## Input
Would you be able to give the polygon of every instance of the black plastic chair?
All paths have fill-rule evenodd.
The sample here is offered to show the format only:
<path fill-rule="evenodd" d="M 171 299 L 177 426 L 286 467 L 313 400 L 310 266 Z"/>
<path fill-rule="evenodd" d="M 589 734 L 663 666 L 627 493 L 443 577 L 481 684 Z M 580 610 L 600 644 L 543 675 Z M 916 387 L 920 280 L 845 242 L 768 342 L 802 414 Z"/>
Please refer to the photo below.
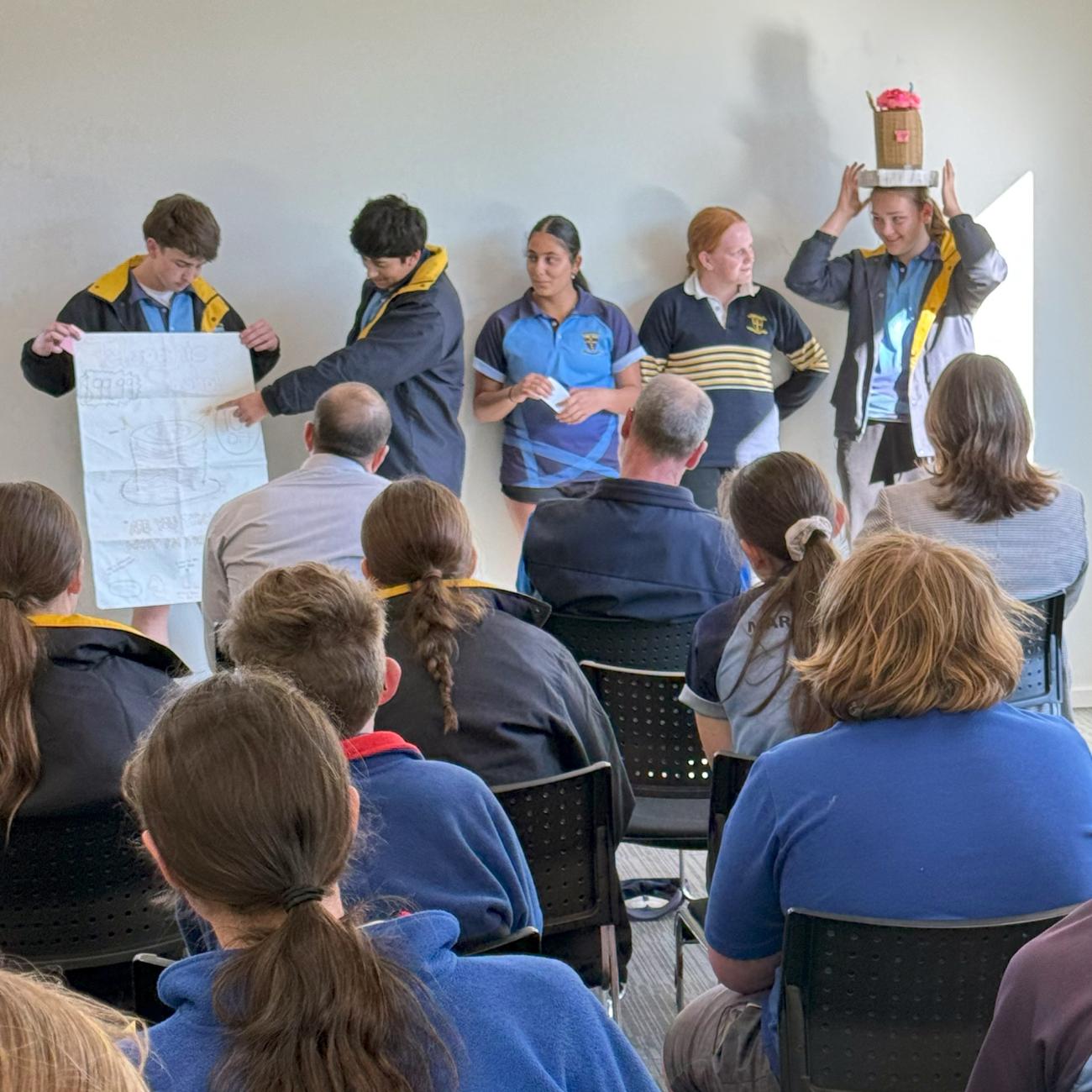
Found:
<path fill-rule="evenodd" d="M 705 890 L 713 883 L 716 855 L 721 852 L 721 839 L 728 815 L 735 806 L 744 783 L 750 774 L 755 759 L 733 751 L 717 751 L 713 756 L 713 788 L 709 797 L 709 852 L 705 856 Z M 705 940 L 705 911 L 709 895 L 688 899 L 675 916 L 675 1010 L 682 1009 L 682 948 L 697 943 L 702 951 L 709 951 Z"/>
<path fill-rule="evenodd" d="M 791 910 L 782 1092 L 963 1092 L 1009 960 L 1071 909 L 962 922 Z"/>
<path fill-rule="evenodd" d="M 650 672 L 685 670 L 697 618 L 637 621 L 551 614 L 543 627 L 580 660 Z"/>
<path fill-rule="evenodd" d="M 16 817 L 0 855 L 0 950 L 114 1004 L 120 983 L 127 999 L 134 954 L 181 950 L 170 911 L 153 903 L 163 882 L 136 836 L 117 803 Z"/>
<path fill-rule="evenodd" d="M 622 914 L 614 870 L 610 763 L 494 788 L 515 828 L 543 909 L 543 937 L 596 934 L 597 982 L 619 1010 L 615 925 Z M 586 981 L 586 980 L 585 980 Z"/>
<path fill-rule="evenodd" d="M 1066 616 L 1066 596 L 1032 600 L 1028 606 L 1038 610 L 1041 618 L 1021 634 L 1024 665 L 1020 681 L 1008 700 L 1021 709 L 1048 705 L 1052 712 L 1060 713 L 1065 700 L 1061 624 Z"/>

## Stated task
Recast the records above as a two-column CSV with the header input_text,output_text. Each record gets one row, with its text in input_text and its answer in output_text, each quoted as a single field with line breaks replaced by spaces and the pictures left out.

## In response
input_text,output_text
"Would you be able to give the polygon of every instance of the black plastic chair? All paths have fill-rule evenodd. The sample here is offered to show the format only: <path fill-rule=""evenodd"" d=""M 171 299 L 177 426 L 286 467 L 313 400 L 310 266 Z""/> <path fill-rule=""evenodd"" d=""M 589 734 L 663 666 L 627 493 L 443 577 L 481 684 Z M 580 610 L 600 644 L 543 675 Z M 916 387 L 920 280 L 845 242 L 768 342 L 802 414 Z""/> Please refer to the photo below. Found:","<path fill-rule=""evenodd"" d=""M 705 890 L 713 883 L 716 855 L 721 852 L 721 839 L 728 815 L 735 806 L 744 783 L 750 774 L 755 759 L 733 751 L 717 751 L 713 756 L 713 788 L 709 797 L 709 852 L 705 856 Z M 705 940 L 705 911 L 709 895 L 688 899 L 675 916 L 675 1010 L 682 1009 L 682 948 L 697 943 L 702 951 L 709 951 Z""/> <path fill-rule=""evenodd"" d=""M 791 910 L 782 1092 L 963 1092 L 1009 960 L 1071 909 L 962 922 Z""/> <path fill-rule=""evenodd"" d=""M 650 672 L 685 670 L 697 618 L 637 621 L 551 614 L 543 627 L 580 660 Z""/> <path fill-rule=""evenodd"" d=""M 16 817 L 0 855 L 0 950 L 114 1004 L 120 983 L 127 999 L 134 954 L 181 950 L 170 911 L 153 903 L 163 882 L 136 836 L 117 803 Z""/> <path fill-rule=""evenodd"" d=""M 622 914 L 614 870 L 610 763 L 494 788 L 515 828 L 543 909 L 543 937 L 596 934 L 597 982 L 619 1010 L 615 925 Z M 586 981 L 586 980 L 585 980 Z""/> <path fill-rule=""evenodd"" d=""M 1066 616 L 1066 596 L 1032 600 L 1028 606 L 1038 610 L 1041 618 L 1021 634 L 1024 665 L 1020 681 L 1008 700 L 1021 709 L 1048 705 L 1052 712 L 1060 713 L 1065 700 L 1061 624 Z""/>"